▶ [Text extract]:
╭──
May be a case of deploying the power head to take care of that one. Co2 rich water will be taken up by the intake and recirculated anyway.


----------



## Bertie

thanks lurch...I will order some Y pieces just in case...and suppose I best get a pair of matching diffusers at a later stage when the wife releases some pocket money to me out of the pension


----------



## Bertie

Just a quick update...

I have not received my pipework yet from FFF, it was dispatched on 22nd....the postage was more than the items ordered, and I received an ebay item yesterday, which was sent the same day 2nd class!!

I will update when pipework arrives and manage to do it.

If it does not arrive I will have to think again.


----------



## Bertie

well that was a big fail.... I said I was not a very practical person....got the pipework this afternoon...spent a lot of time aligning and drilling holes. The elbow would not fit the shepherds crook, but I overcame that by connecting the elbow to shepherds crook together with hose. Then the crook would not go back far enough to be able to attach to back wall. 

Cannot really connect with just using hose as the Eheim hose is pretty inflexible, even when trying to bend with a copper pipe spring bender.

More money down the drain. I shall have to save the money for another filter or put one on my christmas list (I know it is early to think about that)  or try and think of a way round the problem.


----------



## John S

Is the crook hitting a wall or something then Bertie?


----------



## Bertie

Partly that, and it also does not go low enough.... As I ordered more pipe and elbows than needed,I am thinking of solvent welding on piece to one of the elbows and then connecting the inlet hose directly to that. Then connecting a piece of pipe to that elbow then adding another elbow to that and the spraybar.

If you understand me? Something like a Z but wondering whether that would restrict the flow too much or not. The other alternative is buying an Installation set whatever number the pressure side is ie; set 1 or 2.


----------



## John S

I had similar problems in that the lip at the top of my tank meant that fixing to the back glass was difficult. This picture doesn't look too pretty but while I was experimenting I ended up with something like this:





Don't know if this is of any help to you?


----------



## Bertie

Hi dave...yes it has given me another way to go....thanks


----------



## John S

Bertie said:


> Hi dave...yes it has given me another way to go....thanks


 
I managed to tidy mine up by using a rubber elbow that I had on an Aqua one tank. Will take a picture later.
╰──
▶ [Data]:
╭──
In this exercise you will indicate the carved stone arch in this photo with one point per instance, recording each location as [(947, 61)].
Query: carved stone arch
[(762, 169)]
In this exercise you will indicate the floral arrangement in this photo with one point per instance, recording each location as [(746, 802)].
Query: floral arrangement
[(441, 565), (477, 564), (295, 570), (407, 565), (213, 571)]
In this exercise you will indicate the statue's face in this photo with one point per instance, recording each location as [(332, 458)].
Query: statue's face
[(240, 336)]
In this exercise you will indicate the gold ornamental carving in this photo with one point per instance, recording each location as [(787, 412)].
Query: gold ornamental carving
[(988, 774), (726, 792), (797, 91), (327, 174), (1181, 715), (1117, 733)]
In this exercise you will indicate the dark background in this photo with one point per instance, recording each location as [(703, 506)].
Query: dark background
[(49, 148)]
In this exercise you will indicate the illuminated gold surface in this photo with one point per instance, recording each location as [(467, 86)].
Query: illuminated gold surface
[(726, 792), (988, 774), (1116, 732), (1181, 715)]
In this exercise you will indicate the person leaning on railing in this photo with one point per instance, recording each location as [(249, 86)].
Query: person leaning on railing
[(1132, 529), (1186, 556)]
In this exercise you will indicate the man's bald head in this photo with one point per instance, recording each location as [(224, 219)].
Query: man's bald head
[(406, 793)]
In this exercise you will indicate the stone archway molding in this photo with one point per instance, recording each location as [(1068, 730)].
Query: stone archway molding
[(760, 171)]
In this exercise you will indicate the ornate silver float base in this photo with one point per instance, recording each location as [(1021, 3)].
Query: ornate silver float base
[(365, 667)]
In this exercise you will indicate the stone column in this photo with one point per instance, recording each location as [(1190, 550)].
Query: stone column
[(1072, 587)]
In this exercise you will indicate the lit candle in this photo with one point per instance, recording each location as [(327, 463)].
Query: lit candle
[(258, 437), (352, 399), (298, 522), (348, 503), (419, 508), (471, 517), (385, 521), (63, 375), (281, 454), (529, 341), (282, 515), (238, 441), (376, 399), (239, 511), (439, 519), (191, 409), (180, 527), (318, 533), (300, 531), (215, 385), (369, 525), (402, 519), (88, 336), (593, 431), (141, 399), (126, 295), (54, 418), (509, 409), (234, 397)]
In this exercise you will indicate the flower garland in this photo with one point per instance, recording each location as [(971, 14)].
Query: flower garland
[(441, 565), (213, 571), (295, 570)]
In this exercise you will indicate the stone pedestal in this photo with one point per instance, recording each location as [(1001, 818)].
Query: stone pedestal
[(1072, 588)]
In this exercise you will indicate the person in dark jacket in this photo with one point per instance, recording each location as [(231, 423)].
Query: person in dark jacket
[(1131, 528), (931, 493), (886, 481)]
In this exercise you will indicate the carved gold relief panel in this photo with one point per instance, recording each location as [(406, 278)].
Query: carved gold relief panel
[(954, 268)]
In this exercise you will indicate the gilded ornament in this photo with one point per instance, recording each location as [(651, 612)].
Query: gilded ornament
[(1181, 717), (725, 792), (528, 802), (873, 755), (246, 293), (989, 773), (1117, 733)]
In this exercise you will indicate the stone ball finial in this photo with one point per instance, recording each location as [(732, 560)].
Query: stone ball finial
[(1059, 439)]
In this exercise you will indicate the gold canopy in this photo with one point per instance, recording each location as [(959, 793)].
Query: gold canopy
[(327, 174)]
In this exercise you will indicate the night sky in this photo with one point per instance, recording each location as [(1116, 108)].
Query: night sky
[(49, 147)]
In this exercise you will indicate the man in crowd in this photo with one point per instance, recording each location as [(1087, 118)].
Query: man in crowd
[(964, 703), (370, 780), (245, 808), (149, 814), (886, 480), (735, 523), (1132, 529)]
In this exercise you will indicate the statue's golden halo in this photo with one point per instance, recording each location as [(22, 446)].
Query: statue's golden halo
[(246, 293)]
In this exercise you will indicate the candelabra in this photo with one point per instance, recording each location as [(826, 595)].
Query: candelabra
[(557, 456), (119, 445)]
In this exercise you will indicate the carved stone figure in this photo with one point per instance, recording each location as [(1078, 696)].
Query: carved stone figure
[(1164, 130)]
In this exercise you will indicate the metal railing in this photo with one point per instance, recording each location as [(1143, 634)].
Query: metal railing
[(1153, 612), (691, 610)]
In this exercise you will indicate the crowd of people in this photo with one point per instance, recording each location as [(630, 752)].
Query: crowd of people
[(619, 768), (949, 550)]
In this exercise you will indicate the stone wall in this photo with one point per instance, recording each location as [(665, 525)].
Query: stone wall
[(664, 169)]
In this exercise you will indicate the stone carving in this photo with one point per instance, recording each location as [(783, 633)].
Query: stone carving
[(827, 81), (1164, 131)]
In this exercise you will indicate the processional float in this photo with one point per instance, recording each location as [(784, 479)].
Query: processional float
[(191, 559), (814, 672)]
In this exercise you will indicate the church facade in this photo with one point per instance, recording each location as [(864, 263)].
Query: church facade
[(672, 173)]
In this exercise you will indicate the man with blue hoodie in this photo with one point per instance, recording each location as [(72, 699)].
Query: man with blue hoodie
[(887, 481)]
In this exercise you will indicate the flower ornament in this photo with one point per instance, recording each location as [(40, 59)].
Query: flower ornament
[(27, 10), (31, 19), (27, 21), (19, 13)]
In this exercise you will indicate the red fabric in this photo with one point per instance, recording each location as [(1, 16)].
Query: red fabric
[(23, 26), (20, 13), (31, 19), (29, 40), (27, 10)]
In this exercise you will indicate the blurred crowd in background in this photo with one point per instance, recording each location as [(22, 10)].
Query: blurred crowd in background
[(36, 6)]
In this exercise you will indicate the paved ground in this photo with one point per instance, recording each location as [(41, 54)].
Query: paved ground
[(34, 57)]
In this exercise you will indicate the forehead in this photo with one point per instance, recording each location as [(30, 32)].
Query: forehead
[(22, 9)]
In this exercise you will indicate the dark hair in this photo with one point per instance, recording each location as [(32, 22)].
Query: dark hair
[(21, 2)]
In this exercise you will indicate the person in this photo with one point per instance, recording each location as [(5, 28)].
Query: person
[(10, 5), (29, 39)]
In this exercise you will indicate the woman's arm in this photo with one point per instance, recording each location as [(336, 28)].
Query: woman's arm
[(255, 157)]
╰──
▶ [Directions for this task]: Quote the forum thread on aquarium filter pipework word for word, starting with "thanks lurch...I will" and going on through "day 2nd class!!".

▶ [Correct answer]:
thanks lurch...I will order some Y pieces just in case...and suppose I best get a pair of matching diffusers at a later stage when the wife releases some pocket money to me out of the pension


----------



## Bertie

Just a quick update...

I have not received my pipework yet from FFF, it was dispatched on 22nd....the postage was more than the items ordered, and I received an ebay item yesterday, which was sent the same day 2nd class!!